+++ Text extract
David Remnick: Since coming to prominence, the artist, Kara Walker has asked us to deal with some of the most insidious parts of our history. Walker became famous with paper cutouts in a style that seemed Victorian. She borrowed racist imagery from a past century to explore race, gender, violence, and power in our own time. While the imagery may be painful, Walker's work is also seductive, beautifully realized in forms that are uniquely her own. She joined us last week at the New Yorker Festival for a conversation with Thelma Golden, the director and chief curator of The Studio Museum in Harlem.
They discussed a work from a few years back, truly one of a kind with a title, A Subtlety or the Marvelous Sugar Baby. It's a Sphinx made in sugar, constructed in a former sugar plant in Brooklyn. It was 75 feet long, really monumental. As the sugar fermented, the smell also became monumental. The line to see the work was sometimes at hours long. Here's Thelma Golden with Kara Walker.
Thelma Golden: The marvelous sugar baby very much seems to be a work on one hand, which calls into a moment that, I think, you have been in for some years, which really intersects with the conversation in this moment about monument making. So that your work seem to be, in some ways, responding to the effort towards monument but, in many ways, creating a corrective in them, but also, a subtlety. Also feels as if it's a work that really also talks about this relationship that you have through your work with audience. Could you talk a bit about that work in process, as it relates to its form but also its reception?
Kara Walker: Yes. The process was arduous, it was long. My brain doesn't work the way I wanted to when I needed to do things. There's drawing, there's crying, there's reading, there's writing. I was making PowerPoints that confused people that helped my mind sort of accumulate images, and ideas, and feelings. Ultimately, I realized, “Okay, it is really about the public. It is about creating a space, where I can take these ideas about slavery, about the new world, about sugar, about the thousand years prior to the New World discovery, where sugar was a refined treat for only the most special, a very-hard-to-get treat.
++++++
+++ Entries
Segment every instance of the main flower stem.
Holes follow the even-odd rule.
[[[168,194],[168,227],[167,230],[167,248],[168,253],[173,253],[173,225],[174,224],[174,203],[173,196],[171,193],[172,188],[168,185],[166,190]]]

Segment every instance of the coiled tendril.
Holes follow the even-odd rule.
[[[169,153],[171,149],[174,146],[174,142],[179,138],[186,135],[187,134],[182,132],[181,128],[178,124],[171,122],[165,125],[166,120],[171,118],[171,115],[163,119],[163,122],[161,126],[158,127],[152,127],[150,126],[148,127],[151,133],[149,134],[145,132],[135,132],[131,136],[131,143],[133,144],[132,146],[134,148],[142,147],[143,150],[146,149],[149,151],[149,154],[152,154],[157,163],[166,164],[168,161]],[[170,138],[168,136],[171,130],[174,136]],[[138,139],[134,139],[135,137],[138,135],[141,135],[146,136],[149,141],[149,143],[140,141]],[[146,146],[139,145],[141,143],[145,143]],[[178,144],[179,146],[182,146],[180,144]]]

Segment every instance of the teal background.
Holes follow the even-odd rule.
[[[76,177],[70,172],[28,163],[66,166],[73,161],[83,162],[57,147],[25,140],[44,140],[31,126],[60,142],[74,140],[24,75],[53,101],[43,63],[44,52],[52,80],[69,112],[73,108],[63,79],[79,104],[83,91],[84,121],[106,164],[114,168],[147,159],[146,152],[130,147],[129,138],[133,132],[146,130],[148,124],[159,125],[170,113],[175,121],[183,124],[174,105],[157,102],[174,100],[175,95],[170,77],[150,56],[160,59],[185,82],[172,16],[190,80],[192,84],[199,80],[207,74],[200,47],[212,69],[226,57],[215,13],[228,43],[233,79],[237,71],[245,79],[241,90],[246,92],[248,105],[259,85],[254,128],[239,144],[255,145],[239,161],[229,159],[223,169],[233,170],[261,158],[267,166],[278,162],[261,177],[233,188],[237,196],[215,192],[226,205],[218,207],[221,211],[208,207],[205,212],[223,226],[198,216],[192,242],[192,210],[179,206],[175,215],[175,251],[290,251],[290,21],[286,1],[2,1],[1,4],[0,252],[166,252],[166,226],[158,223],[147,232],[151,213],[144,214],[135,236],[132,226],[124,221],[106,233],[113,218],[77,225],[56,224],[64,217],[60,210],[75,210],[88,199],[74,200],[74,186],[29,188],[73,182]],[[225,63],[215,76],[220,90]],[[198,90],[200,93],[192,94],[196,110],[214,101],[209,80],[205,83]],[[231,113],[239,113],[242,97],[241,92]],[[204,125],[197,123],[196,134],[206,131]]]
++++++
* **Objectives**
1. Answer these questions from the Kara Walker interview:
(a) Who did Kara Walker speak with at the New Yorker Festival?
(b) How long was the sugar Sphinx?
(c) Where was the sugar Sphinx built?
2. Please repeat the Kara Walker interview word for word from "Kara Walker: Yes." to "a very-hard-to-get treat.".

* **Responses for each task**
1.
(a) Thelma Golden, the director and chief curator of The Studio Museum in Harlem
(b) 75 feet
(c) In a former sugar plant in Brooklyn

2.
Kara Walker: Yes. The process was arduous, it was long. My brain doesn't work the way I wanted to when I needed to do things. There's drawing, there's crying, there's reading, there's writing. I was making PowerPoints that confused people that helped my mind sort of accumulate images, and ideas, and feelings. Ultimately, I realized, “Okay, it is really about the public. It is about creating a space, where I can take these ideas about slavery, about the new world, about sugar, about the thousand years prior to the New World discovery, where sugar was a refined treat for only the most special, a very-hard-to-get treat.